# GIVEN INFORMATION:
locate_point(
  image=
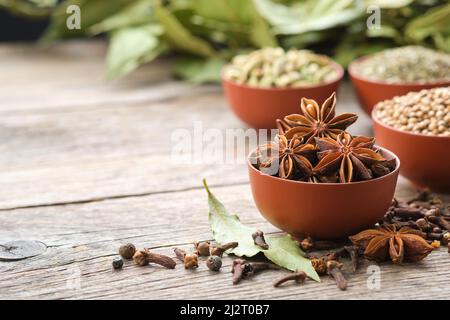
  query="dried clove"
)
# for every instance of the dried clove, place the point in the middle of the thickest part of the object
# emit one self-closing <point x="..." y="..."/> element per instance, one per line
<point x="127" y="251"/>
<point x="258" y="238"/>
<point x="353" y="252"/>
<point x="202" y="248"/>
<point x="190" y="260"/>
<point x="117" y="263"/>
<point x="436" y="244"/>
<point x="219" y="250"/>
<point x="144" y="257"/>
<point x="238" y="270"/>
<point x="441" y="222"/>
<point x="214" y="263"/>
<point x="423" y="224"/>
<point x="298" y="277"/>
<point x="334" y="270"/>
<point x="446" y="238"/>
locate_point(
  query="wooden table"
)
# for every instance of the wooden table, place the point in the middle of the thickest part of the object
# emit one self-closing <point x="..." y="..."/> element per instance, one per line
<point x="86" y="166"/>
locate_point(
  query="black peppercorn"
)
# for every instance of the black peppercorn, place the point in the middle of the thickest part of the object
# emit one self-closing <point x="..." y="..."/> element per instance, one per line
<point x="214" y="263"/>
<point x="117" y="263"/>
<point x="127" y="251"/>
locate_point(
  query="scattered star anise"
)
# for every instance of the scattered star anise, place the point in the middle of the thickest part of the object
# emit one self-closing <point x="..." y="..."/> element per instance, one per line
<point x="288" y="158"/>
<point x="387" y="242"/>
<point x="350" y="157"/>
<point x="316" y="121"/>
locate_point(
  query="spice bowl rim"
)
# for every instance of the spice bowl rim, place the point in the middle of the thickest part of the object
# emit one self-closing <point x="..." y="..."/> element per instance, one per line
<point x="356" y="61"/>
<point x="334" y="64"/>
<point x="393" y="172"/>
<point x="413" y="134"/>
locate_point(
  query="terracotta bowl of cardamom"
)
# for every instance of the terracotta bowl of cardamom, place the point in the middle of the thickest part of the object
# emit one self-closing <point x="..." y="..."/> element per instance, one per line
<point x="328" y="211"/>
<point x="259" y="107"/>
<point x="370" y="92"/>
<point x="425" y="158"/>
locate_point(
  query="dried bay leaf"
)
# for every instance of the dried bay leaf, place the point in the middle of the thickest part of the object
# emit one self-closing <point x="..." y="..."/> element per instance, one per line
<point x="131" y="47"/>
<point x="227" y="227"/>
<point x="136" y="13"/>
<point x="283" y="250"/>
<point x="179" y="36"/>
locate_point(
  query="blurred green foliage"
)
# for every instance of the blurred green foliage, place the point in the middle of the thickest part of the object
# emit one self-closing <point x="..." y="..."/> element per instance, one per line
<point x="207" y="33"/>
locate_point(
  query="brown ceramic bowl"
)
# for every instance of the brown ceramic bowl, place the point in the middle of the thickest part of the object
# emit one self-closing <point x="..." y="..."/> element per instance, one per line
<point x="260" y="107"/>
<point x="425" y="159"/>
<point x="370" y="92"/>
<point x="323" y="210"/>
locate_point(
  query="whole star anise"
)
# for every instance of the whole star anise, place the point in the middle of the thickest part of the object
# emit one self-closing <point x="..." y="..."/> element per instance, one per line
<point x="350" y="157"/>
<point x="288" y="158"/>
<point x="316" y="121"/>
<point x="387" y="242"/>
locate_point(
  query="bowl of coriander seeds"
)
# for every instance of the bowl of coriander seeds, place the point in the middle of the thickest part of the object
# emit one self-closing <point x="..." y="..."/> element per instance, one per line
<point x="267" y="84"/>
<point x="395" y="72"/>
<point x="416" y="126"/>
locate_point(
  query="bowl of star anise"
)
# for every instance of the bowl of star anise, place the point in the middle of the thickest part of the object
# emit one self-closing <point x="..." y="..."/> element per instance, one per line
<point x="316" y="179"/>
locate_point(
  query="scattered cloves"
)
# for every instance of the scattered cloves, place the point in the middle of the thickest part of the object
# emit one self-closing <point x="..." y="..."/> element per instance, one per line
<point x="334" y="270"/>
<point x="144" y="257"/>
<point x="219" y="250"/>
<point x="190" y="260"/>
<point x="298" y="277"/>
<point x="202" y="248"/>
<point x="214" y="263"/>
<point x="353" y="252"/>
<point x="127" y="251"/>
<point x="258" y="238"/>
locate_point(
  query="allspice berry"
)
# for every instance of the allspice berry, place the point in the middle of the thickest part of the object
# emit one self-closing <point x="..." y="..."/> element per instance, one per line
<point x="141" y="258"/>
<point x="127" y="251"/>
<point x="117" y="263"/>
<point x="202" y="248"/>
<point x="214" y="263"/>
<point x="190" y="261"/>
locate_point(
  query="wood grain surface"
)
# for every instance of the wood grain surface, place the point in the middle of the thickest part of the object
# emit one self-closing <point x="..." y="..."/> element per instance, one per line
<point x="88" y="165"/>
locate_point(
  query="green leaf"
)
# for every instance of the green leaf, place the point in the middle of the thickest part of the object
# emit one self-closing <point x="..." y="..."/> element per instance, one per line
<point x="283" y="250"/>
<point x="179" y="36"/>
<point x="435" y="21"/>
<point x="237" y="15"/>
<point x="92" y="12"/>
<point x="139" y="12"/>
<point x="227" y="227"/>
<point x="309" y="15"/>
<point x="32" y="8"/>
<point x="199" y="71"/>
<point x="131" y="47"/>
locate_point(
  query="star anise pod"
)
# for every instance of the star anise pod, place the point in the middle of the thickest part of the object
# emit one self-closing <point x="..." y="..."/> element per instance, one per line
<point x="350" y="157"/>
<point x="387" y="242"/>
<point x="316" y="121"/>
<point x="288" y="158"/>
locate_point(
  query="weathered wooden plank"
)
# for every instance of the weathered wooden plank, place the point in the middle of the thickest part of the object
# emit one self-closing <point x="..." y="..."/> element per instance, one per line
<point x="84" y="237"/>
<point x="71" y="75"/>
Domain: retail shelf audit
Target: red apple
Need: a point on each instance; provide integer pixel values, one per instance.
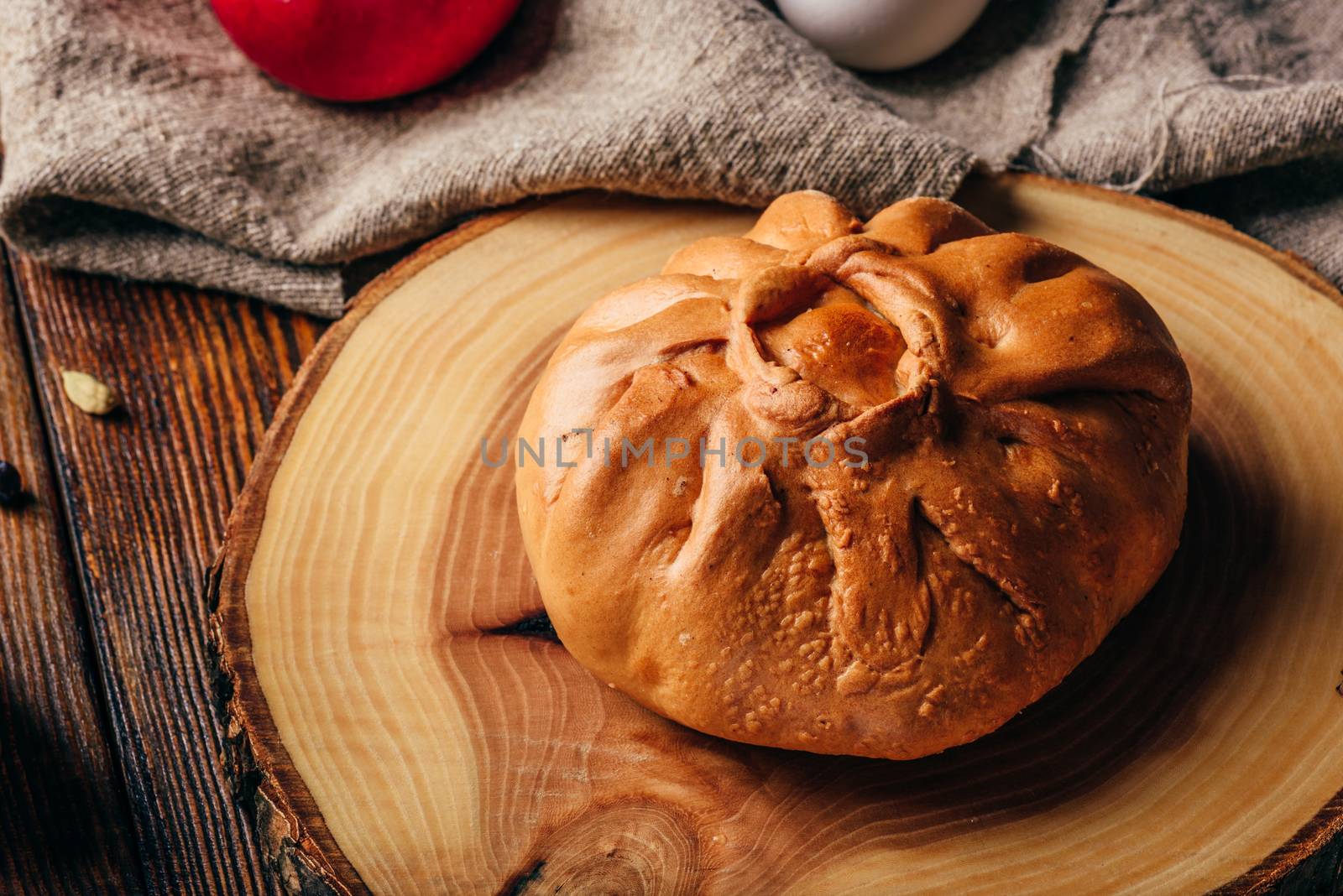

# PROBLEM STATEMENT:
Only one thing is wanted in reply: the number of lines in the entries that hold the string "ceramic".

# ANSWER BOX:
2